激勵轉化是將創新成果精準轉化為高效的行動,是數字領導力賦能專精特新類企業的重要環節。管理者運用數字技術將認知轉化為制度,通過數字化激勵激發員工行動并轉化為企業績效,主要體現為兩個效應:一是制度效應。在企業數字化轉型中,組織結構呈虛擬化趨勢,數字領導力重塑數字化管理流程,優化管理制度,實現管理公平與激勵并進。在企業戰略目標的指導下,管理者建立并落實數字化生產和管理制度,實現生產過程可追溯、業務流程更高效和管理細節可把控,提升管理質量和管理效率水平,賦能員工和組織發展。二是激勵效應。管理者借助數字技術建立數字化考核制度,采取公開、公正和透明的數字化考核手段,使員工價值得到相對公平的認可。此外,在數字經濟時代,員工需求呈現多元化和個性化特征,管理者能及時了解員工訴求,引入數字化程序,使激勵方式更高效、更直觀。如管理者采用數字化物質激勵和精神激勵等方式,激勵成果及時兌現,激發員工工作積極性。
三、實踐探索:數字領導力賦能專精特新類企業的困境
我國專精特新類企業數量不斷壯大,但企業數字化建設速度明顯滯后于數字經濟的發展,逐漸成為企業發展的一塊短板。數字領導力賦能專精特新類企業過程中,在協同、創新、管理三個方面存在亟待解決的問題。
(一)協同水平不高
在數字經濟時代,數據具有可復制性和非消耗性,信息更容易傳播和共享,構建“開放合作、互信共贏”的數字生態體系是必然選擇。目前,數字領導力賦能專精特新類企業過程中,整體協同水平仍有待提高。一是組織內部協作不緊密。部分專精特新類企業管理者數字覺察力不足,未充分意識到數字化的價值,對數字化轉型認知深度不夠,僅局限于認為數字化轉型就是使用軟件簡化辦公程序。因此,企業開展數字化轉型速度較慢,組織內部在數字化生產、數字化業務和數字化管理上協作不緊密。二是產業鏈協同水平不強。企業發展更側重于產品和服務,專精特新類企業專注于細分市場,產業鏈上企業溝通不緊密,供應鏈的數字化管理水平不高,導致產業生態系統協調度不高,產業價值鏈較弱,企業間合作共享意識有待加強。
(二)創新能力不強
專精特新類企業是攻克關鍵核心技術和解決“卡脖子”問題的重要力量。目前,企業創新活力不斷迸發,但數字領導力賦能企業創新仍面臨內生動力不足的問題。一是關鍵核心技術難以實現突破。專精特新類企業管理者鼓勵創新,專利申請數量顯著增加,但各企業專利質量水平參差不齊,部分企業關鍵核心技術有待突破。因企業資源和實力有限,部分管理者認為高新技術產品研發成本高、難度大,導致企業存在產品單一和同質化現象。二是未能圍繞關鍵核心技術建立新的產業生態。專精特新類企業關鍵核心技術的成果轉化既需要上游企業提供基礎服務,也需要下游企業提供購買產品服務。目前,管理者尚未做好技術研發轉化工作,企業創新鏈上的“斷點”“堵點”依舊存在,導致核心技術轉化效果差、時間久、利用效率低。部分管理者缺乏數字營銷意識和營銷手段,市場開拓渠道較少。三是人才引、育、留亟須加強。專精特新類企業對人才的專業性要求較高,人才引進具有較高的門檻,但管理者未做好人才儲備工作,導致企業人才緊缺。此外,管理者對研發團隊建設缺乏明確的目標和計劃,人才培育體系不完善,管理者對員工個人發展規劃不足,導致企業人才流失過快。

============

■ 應完成事項
A. 請列出所給文段中「(二)創新能力不強」一節所指出的全部問題。
B. 依據所給文段回答下列問題:
(i) 激勵轉化主要體現為哪兩個效應?
(ii) 部分專精特新類企業管理者認為數字化轉型僅是什麼?
(iii) 在數字經濟時代,數據具有哪兩種特性?

■ 所給資料
============

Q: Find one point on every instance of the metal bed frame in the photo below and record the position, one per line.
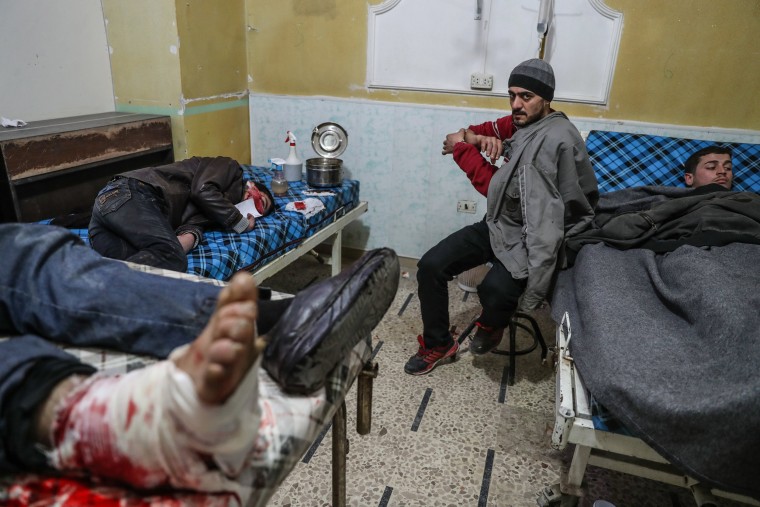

============

■ 依序輸出
A.
一、關鍵核心技術難以實現突破。
二、未能圍繞關鍵核心技術建立新的產業生態。
三、人才引、育、留亟須加強。

B.
(i) 制度效應和激勵效應。
(ii) 使用軟件簡化辦公程序。
(iii) 可復制性和非消耗性。